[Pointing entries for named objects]
-----
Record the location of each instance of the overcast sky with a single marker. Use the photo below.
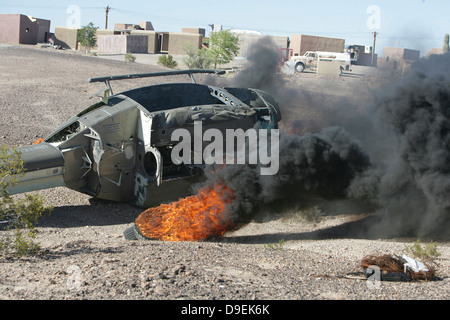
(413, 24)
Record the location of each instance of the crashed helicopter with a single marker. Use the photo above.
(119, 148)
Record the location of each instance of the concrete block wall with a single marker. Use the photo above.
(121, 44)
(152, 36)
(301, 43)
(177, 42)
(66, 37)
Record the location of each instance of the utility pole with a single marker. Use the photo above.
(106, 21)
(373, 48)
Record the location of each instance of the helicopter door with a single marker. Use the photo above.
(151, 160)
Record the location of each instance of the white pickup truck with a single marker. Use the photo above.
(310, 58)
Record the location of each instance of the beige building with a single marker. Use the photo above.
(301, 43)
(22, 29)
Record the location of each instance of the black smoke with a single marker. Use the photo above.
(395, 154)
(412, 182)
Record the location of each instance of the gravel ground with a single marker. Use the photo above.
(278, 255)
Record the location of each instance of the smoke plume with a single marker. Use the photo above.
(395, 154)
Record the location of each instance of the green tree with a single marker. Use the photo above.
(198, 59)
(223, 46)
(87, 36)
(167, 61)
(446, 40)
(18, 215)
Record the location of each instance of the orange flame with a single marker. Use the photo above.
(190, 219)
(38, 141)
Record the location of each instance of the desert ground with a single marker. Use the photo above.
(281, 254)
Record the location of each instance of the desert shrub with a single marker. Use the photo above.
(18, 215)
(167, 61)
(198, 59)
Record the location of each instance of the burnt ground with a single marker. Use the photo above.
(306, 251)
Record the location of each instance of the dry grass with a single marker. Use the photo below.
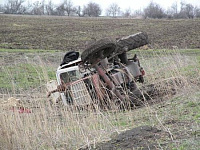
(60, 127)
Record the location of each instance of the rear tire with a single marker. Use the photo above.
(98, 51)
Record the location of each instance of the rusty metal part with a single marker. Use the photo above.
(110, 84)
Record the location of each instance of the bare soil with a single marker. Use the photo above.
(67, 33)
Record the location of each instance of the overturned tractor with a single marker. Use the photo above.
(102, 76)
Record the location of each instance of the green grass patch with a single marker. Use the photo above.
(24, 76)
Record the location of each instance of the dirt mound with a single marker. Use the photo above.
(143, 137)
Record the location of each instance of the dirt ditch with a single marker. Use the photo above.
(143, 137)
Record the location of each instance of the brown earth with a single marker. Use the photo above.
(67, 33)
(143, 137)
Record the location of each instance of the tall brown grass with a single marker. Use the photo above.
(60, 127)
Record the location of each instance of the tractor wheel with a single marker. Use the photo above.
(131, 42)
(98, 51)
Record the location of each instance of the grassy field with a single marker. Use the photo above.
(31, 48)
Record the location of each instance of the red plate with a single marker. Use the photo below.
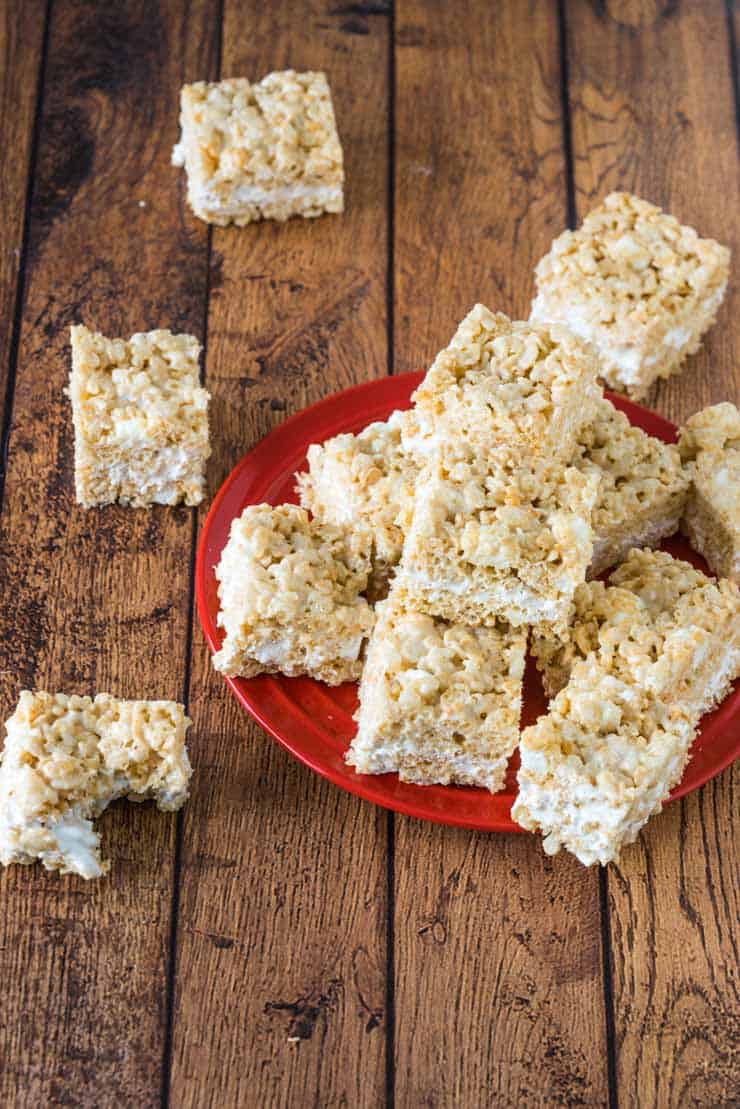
-----
What is needed: Starting at the line containing "Record the location of each instance of the tall" and continuing through the end of the records, copy every line, requests included, and add 101 to each coordinate in the answers. Leave the pictures out.

Output:
Record the location of each instance of the tall brown grass with a single marker. Use the photo above.
(161, 228)
Record the location of each instance of the tractor wheel with a single marker. Use the photo above.
(232, 143)
(199, 152)
Record the location of each instance of the grassy field with a single marker. Use the photo above.
(132, 149)
Record the location of each instance of the red plate with a single marker. Use the photo below.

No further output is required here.